YOUR OBJECTIVE: Starting at the line that contains "Where can the stone", repeat each line exactly until the records end, keeping both the first and the last.

DATA RECORDS:
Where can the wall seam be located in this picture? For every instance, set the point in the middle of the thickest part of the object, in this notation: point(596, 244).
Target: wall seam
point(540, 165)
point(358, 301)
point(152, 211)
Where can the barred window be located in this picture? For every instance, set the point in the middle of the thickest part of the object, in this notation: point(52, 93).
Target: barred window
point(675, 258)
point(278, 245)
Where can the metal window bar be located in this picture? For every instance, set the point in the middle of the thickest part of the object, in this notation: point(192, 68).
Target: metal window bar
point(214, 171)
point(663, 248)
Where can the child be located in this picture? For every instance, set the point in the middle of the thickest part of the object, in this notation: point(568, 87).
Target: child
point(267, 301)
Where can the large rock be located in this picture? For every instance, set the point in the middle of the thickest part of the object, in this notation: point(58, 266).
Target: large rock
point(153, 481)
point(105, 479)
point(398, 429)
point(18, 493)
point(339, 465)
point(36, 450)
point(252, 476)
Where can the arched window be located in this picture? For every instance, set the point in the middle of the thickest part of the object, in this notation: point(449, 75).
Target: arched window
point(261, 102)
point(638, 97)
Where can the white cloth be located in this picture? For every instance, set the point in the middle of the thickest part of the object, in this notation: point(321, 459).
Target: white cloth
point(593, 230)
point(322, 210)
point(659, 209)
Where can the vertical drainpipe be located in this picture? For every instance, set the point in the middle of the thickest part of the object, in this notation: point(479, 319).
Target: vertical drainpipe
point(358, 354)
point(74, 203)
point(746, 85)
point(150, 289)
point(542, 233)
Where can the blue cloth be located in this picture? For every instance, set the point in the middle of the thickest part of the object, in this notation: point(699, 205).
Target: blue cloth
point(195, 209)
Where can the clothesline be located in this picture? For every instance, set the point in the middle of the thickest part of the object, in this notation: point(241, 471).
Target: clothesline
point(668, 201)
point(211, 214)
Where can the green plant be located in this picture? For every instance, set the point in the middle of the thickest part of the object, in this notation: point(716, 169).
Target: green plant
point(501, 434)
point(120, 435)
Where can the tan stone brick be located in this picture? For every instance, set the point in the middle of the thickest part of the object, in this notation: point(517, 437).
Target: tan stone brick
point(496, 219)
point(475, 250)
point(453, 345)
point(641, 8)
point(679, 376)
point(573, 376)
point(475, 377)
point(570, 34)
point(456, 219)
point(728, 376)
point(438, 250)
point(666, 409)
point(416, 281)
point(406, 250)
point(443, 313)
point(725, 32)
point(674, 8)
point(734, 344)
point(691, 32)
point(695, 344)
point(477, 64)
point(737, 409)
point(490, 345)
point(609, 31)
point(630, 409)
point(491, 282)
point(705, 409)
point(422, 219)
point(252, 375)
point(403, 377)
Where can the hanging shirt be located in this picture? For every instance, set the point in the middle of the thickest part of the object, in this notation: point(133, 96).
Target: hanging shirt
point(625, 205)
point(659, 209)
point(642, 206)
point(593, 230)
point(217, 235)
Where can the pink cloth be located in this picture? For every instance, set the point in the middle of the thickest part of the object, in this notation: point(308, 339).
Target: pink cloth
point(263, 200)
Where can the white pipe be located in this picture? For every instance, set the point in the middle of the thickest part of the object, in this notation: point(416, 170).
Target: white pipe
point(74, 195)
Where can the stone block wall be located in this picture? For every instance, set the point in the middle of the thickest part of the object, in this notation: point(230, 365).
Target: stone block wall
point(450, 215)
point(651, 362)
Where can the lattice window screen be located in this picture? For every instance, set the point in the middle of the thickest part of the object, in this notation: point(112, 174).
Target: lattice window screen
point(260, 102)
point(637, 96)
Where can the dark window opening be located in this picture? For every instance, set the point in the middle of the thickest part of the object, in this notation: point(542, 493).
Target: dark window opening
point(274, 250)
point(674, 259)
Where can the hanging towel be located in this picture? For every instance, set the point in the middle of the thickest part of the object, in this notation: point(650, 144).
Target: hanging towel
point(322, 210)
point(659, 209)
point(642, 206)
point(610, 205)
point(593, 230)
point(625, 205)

RESPONSE TO THIS EXERCISE:
Where can the stone block wall be located in this picture? For every instance, set the point in the middle of the thickest part of the object, in this notation: point(230, 365).
Target: stone block wall
point(450, 215)
point(651, 362)
Where can the lattice window screen be located in this picture? For every instance, set the point in the middle of the thickest part of the object, in this notation: point(112, 174).
Target: lattice window screen
point(260, 102)
point(637, 96)
Where can the dark window opening be located in this picture? For every instance, set the point in the middle of the thickest part of the object, in this notation: point(542, 493).
Target: dark window opening
point(274, 250)
point(674, 259)
Where can the hanging towel be located in this picture? For every instance, set the point in the middle of the thickest part of the object, in this notation: point(650, 144).
Target: hanging towel
point(322, 210)
point(659, 209)
point(642, 206)
point(610, 205)
point(593, 230)
point(625, 205)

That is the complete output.